• _Things to do_:
- 1) In the model card, which base model was the CTL2 adapter fine-tuned from?
- 2) Summarize the model card in two sentences.
- 3) Continue the model card from where it stops.

• _Text shown_:
Model Card for Model ID

license: mit datasets: - dpavlis/ctl_lora_sft_data base_model: - Qwen/Qwen2.5-Coder-7B-Instruct

dpavlis/Qwen2.5-Coder-7B-Instruct-CTL

A LoRA fine-tuned version of Qwen2.5-Coder-7B-Instruct specialised in CTL2 (Clover Transformation Language 2) — the domain-specific language used for data transformations in CloverDX ETL pipelines.

Model Details

Model Description

This model assists developers writing CTL2 transformation code inside CloverDX. It can generate correct CTL2 expressions and transformation logic, explain built-in functions, help with component binding patterns, and answer questions about the language. It is not intended as a general-purpose coding assistant.

Developed by: David Pavlis (dpavlis)
Model type: Causal LM, LoRA adapter over Qwen2.5-Coder-7B-Instruct
Language(s): English (instructions), CTL2 (generated code)
License: MIT
Finetuned from: Qwen/Qwen2.5-Coder-7B-Instruct

Model Sources

Repository: dpavlis/Qwen2.5-Coder-7B-Instruct-CTL
Training dataset: dpavlis/ctl_lora_sft_data

Uses

Direct Use

The model is designed to be used as a coding assistant for CloverDX CTL2 development. Typical use cases include:

Generating CTL2 transformation expressions from a natural language description
Implementing component binding logic (Reader, Writer, Joiner, Filter, Reformat, Aggregator)
Using built-in CTL2 functions correctly — string manipulation, date arithmetic, type conversion, map/list operations, JSON access, regex, hashing
Explaining what a given CTL2 expression or function does
Answering questions about CTL2 language features, null handling, and type system behaviour

Downstream Use

The model can be integrated into CloverDX developer tooling, IDE plugins, or internal chat assistants to provide context-aware CTL2 code suggestions and explanations.

Out-of-Scope Use

General-purpose code generation in Python, Java, SQL or other languages
ETL graph design or multi-component orchestration reasoning
Tasks unrelated to CTL2 or CloverDX transformations
Production use without human review of generated code

Bias, Risks, and Limitations

The model is heavily biased toward CTL2 code generation. It may default to producing a code block even for questions that warrant a prose explanation.
Coverage of rarely used built-in functions may be uneven despite targeted augmentation efforts.
The model does not have access to runtime data or live CloverDX metadata — it cannot inspect actual graph configurations or metadata at inference time.
All generated CTL2 code should be reviewed before use in production transformations.

Recommendations

Always validate generated CTL2 expressions against your actual field types and metadata. The model does not know your specific graph schema unless it is provided in the prompt.

How to Get Started with the Model

from transformers import AutoModelForCausalLM, AutoTokenizer
from peft import PeftModel

base_model_id = "Qwen/Qwen2.5-Coder-7B-Instruct"

[Region descriptions in natural language]
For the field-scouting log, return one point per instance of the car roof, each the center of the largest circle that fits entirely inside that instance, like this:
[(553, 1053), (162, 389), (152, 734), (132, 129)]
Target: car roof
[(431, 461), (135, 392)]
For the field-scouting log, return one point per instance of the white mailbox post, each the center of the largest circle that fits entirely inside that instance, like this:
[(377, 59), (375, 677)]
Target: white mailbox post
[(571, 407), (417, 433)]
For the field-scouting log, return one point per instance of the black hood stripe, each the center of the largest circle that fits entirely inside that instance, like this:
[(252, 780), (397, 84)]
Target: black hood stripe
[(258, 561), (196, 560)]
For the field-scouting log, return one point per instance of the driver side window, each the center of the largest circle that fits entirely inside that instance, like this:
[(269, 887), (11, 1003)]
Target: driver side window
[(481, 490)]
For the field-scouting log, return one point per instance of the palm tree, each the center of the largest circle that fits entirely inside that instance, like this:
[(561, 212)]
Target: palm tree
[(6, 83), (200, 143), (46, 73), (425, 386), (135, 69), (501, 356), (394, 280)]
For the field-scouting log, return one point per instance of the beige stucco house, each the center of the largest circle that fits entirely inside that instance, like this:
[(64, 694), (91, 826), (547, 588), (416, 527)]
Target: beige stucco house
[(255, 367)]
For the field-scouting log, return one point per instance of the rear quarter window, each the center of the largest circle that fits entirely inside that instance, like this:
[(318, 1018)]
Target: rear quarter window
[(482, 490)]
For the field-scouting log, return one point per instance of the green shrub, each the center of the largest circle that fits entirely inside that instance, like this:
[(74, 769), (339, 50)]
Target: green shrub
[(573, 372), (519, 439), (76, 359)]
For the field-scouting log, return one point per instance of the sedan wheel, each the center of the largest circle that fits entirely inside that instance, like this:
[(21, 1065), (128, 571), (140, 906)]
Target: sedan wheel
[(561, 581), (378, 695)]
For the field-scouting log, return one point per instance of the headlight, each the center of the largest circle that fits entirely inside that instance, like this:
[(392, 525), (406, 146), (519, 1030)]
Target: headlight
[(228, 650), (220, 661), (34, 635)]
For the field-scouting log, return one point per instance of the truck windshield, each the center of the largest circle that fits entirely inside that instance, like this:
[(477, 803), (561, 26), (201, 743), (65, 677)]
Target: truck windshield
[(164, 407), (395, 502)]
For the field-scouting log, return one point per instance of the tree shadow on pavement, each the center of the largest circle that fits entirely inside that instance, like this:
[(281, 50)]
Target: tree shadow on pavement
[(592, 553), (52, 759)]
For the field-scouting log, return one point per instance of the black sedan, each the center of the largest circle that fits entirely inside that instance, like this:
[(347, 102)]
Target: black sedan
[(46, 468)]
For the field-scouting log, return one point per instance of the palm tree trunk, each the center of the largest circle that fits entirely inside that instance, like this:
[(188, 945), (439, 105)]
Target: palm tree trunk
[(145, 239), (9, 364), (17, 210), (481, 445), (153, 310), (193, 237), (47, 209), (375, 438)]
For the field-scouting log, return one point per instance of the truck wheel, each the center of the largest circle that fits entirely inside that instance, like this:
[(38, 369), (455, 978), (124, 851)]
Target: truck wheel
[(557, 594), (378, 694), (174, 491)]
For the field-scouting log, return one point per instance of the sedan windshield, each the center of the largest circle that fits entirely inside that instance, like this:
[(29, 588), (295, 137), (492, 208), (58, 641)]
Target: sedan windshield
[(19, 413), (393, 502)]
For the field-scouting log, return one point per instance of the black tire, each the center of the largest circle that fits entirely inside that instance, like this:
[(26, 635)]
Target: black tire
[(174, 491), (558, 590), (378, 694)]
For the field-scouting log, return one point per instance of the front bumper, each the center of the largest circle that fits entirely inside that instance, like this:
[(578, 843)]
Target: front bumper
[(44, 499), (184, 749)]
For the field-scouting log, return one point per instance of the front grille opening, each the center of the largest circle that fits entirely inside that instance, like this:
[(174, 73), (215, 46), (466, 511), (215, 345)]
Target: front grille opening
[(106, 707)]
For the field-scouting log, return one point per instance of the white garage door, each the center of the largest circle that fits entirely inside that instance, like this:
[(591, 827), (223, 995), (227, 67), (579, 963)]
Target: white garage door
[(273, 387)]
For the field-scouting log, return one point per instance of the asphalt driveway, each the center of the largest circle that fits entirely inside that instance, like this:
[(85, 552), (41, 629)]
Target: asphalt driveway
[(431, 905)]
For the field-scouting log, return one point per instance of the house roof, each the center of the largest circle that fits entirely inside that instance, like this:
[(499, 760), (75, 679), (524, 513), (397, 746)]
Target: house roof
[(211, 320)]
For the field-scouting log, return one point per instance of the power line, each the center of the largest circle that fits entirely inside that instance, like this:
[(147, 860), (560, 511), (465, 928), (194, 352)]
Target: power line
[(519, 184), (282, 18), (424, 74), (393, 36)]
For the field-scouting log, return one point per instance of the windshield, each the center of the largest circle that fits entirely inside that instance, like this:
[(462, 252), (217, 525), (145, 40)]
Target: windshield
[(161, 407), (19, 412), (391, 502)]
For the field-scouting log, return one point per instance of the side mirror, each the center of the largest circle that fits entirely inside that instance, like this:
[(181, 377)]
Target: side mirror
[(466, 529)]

• _Answers to the tasks_:
- 1) Qwen/Qwen2.5-Coder-7B-Instruct

- 2) The model card describes a LoRA fine-tuned version of Qwen2.5-Coder-7B-Instruct specialized in CTL2, the domain-specific language for data transformations in CloverDX ETL pipelines, which helps developers generate CTL2 code, explain built-in functions and answer questions about the language. It is not intended for general-purpose coding or for production use without human review, and its generated code should be validated against actual field types and metadata.

- 3)
adapter_id    = "dpavlis/Qwen2.5-Coder-7B-Instruct-CTL"

tokenizer = AutoTokenizer.from_pretrained(base_model_id)
model     = AutoModelForCausalLM.from_pretrained(base_model_id, torch_dtype="auto", device_map="auto")
model     = PeftModel.from_pretrained(model, adapter_id)

messages = [
    {"role": "system", "content": "You are an expert in CloverDX CTL2 transformation language."},
    {"role": "user",   "content": "Write a CTL2 expression that trims whitespace from a string field and converts it to uppercase."}
]

text = tokenizer.apply_chat_template(messages, tokenize=False, add_generation_prompt=True)
inputs = tokenizer([text], return_tensors="pt").to(model.device)
outputs = model.generate(**inputs, max_new_tokens=512)
print(tokenizer.decode(outputs[0][inputs.input_ids.shape[1]:], skip_special_tokens=True))

Training Details

Training Data

Training data is available at dpavlis/ctl_lora_sft_data.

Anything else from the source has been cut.